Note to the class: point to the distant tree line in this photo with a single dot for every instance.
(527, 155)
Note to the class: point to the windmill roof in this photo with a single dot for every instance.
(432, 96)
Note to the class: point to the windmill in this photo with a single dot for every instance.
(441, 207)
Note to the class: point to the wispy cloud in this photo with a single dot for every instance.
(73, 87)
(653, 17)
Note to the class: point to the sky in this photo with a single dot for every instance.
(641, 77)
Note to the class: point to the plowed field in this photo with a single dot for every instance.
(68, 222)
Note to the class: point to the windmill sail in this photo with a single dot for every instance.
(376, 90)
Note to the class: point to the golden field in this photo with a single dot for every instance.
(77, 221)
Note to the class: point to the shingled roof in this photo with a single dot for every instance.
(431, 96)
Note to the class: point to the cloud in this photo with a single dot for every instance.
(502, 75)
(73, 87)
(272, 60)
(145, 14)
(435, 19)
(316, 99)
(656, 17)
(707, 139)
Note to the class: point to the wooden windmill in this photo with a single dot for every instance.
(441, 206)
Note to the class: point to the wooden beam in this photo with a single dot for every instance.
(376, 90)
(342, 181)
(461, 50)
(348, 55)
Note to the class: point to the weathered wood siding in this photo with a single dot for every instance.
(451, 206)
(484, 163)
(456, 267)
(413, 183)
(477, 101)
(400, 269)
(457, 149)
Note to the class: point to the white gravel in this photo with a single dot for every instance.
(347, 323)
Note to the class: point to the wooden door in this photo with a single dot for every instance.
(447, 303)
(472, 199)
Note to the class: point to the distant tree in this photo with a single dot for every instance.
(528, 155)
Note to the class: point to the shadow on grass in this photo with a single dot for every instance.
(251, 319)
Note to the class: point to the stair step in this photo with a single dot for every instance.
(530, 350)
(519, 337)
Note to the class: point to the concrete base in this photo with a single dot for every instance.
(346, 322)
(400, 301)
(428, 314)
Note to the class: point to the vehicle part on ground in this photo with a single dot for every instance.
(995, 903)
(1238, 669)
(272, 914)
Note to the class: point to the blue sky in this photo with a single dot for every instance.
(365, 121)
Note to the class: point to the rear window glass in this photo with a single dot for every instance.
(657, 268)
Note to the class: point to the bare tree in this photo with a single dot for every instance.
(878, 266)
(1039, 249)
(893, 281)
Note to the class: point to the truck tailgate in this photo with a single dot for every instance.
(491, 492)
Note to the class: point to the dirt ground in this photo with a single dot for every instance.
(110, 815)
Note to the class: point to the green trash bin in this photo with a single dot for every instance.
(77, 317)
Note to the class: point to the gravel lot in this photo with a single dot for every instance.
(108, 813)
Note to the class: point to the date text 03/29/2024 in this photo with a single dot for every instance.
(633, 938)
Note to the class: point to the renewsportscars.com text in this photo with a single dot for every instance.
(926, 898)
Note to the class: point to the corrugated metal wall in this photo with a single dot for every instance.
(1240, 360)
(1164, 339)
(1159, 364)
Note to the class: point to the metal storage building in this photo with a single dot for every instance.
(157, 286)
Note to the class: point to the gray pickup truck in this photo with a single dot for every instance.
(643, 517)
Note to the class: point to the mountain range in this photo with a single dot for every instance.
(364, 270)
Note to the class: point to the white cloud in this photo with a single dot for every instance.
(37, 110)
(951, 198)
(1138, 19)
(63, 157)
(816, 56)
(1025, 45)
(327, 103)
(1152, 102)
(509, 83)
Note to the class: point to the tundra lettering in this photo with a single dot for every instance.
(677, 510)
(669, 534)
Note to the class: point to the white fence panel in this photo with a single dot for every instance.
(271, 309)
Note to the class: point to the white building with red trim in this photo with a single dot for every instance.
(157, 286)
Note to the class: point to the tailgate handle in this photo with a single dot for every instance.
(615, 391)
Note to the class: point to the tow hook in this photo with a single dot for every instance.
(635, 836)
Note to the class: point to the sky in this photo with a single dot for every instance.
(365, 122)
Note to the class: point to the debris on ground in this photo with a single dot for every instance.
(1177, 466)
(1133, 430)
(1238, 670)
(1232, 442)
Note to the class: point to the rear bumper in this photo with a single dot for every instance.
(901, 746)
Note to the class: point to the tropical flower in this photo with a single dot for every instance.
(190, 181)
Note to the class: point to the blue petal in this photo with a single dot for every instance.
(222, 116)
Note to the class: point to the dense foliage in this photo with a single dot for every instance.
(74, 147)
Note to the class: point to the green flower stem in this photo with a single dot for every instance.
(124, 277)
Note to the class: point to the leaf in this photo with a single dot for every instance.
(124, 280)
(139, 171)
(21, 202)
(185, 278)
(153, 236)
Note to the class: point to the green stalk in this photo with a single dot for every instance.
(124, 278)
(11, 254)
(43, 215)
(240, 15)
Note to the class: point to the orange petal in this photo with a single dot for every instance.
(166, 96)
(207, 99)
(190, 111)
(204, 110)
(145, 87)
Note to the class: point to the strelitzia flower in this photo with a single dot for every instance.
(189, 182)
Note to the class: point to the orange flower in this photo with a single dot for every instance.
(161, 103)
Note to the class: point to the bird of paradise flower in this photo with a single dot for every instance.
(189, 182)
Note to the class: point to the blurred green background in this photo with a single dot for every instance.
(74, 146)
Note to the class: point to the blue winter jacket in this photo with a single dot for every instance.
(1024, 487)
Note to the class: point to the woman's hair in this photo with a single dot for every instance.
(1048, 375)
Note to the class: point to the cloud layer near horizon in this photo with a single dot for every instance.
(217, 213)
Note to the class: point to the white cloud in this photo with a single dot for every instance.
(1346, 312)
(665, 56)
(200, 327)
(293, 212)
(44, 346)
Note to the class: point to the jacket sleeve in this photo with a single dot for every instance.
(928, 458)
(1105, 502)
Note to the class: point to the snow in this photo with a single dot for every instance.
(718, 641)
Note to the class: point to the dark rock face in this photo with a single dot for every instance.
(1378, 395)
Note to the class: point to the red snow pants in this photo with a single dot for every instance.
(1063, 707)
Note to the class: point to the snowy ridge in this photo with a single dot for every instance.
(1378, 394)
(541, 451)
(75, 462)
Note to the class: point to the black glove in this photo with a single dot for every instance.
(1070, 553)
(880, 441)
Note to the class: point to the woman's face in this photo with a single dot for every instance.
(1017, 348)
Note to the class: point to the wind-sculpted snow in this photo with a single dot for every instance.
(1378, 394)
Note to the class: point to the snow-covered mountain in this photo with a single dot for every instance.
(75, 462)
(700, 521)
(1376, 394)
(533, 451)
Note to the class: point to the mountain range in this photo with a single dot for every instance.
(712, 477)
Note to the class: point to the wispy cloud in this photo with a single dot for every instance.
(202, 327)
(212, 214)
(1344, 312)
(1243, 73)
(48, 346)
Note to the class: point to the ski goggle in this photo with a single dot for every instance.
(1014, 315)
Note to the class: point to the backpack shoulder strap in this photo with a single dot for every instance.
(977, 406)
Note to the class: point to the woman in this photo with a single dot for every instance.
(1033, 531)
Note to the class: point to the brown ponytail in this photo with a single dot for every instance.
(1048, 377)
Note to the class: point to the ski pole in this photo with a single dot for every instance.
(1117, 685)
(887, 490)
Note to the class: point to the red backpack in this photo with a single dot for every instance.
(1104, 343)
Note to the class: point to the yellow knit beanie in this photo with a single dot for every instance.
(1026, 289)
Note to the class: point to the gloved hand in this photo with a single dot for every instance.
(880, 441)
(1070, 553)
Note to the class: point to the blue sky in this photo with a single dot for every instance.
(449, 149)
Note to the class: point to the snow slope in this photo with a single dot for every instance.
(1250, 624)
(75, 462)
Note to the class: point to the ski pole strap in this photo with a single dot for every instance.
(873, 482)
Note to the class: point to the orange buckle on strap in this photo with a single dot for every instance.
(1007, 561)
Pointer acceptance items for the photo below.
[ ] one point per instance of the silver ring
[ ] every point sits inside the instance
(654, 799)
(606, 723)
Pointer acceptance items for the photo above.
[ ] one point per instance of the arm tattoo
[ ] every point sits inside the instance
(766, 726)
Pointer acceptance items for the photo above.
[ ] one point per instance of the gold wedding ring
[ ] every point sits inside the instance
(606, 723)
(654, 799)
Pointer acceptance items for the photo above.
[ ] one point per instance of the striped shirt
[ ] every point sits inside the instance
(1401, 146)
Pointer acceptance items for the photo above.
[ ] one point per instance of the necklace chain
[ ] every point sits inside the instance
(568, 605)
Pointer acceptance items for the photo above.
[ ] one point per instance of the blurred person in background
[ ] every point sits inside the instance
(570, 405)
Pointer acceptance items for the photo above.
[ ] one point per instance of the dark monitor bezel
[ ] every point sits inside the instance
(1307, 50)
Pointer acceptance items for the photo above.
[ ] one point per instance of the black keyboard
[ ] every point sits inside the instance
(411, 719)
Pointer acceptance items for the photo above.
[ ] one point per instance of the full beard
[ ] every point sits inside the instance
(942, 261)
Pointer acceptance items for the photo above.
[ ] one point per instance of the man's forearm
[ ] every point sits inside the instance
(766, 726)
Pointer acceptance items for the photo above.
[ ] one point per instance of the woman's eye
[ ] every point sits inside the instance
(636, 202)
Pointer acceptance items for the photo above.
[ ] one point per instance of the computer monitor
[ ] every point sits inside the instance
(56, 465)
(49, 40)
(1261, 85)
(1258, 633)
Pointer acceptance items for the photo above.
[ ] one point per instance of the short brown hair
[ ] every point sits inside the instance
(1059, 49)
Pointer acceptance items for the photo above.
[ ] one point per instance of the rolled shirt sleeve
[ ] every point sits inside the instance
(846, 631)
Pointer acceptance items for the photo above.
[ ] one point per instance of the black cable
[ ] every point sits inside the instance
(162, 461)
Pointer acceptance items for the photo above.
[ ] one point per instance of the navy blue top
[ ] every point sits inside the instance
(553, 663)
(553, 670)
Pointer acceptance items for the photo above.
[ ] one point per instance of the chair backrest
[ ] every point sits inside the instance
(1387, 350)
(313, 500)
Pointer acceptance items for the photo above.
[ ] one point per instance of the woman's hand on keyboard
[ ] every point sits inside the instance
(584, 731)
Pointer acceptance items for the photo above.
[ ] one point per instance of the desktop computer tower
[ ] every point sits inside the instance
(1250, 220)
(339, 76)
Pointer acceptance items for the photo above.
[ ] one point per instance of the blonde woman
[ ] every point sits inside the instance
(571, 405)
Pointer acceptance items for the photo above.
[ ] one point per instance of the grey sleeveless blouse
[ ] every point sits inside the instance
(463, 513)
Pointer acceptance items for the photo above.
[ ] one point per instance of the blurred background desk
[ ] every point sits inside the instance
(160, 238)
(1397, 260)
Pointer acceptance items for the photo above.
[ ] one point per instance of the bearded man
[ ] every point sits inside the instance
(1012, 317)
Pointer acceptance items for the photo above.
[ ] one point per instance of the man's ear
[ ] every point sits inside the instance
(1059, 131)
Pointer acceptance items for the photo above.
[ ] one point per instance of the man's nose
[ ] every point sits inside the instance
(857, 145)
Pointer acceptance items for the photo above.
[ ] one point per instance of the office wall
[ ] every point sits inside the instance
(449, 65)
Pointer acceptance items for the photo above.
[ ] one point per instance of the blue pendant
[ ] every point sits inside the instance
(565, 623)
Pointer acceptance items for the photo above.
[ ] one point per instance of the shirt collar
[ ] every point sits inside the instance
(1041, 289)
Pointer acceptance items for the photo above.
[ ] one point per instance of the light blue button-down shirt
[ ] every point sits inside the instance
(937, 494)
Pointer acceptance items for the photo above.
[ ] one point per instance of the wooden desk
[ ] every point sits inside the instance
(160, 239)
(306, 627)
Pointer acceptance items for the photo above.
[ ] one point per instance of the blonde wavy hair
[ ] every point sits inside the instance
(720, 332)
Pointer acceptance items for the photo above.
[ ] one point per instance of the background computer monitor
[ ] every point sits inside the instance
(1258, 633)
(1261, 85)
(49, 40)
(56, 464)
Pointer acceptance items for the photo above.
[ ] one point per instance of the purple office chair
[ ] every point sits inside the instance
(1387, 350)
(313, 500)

☆ ☆ ☆ ☆ ☆

Problem to work on >> State how many lines of the records contain the string "blonde". The number is the whole answer.

Task solution >> 2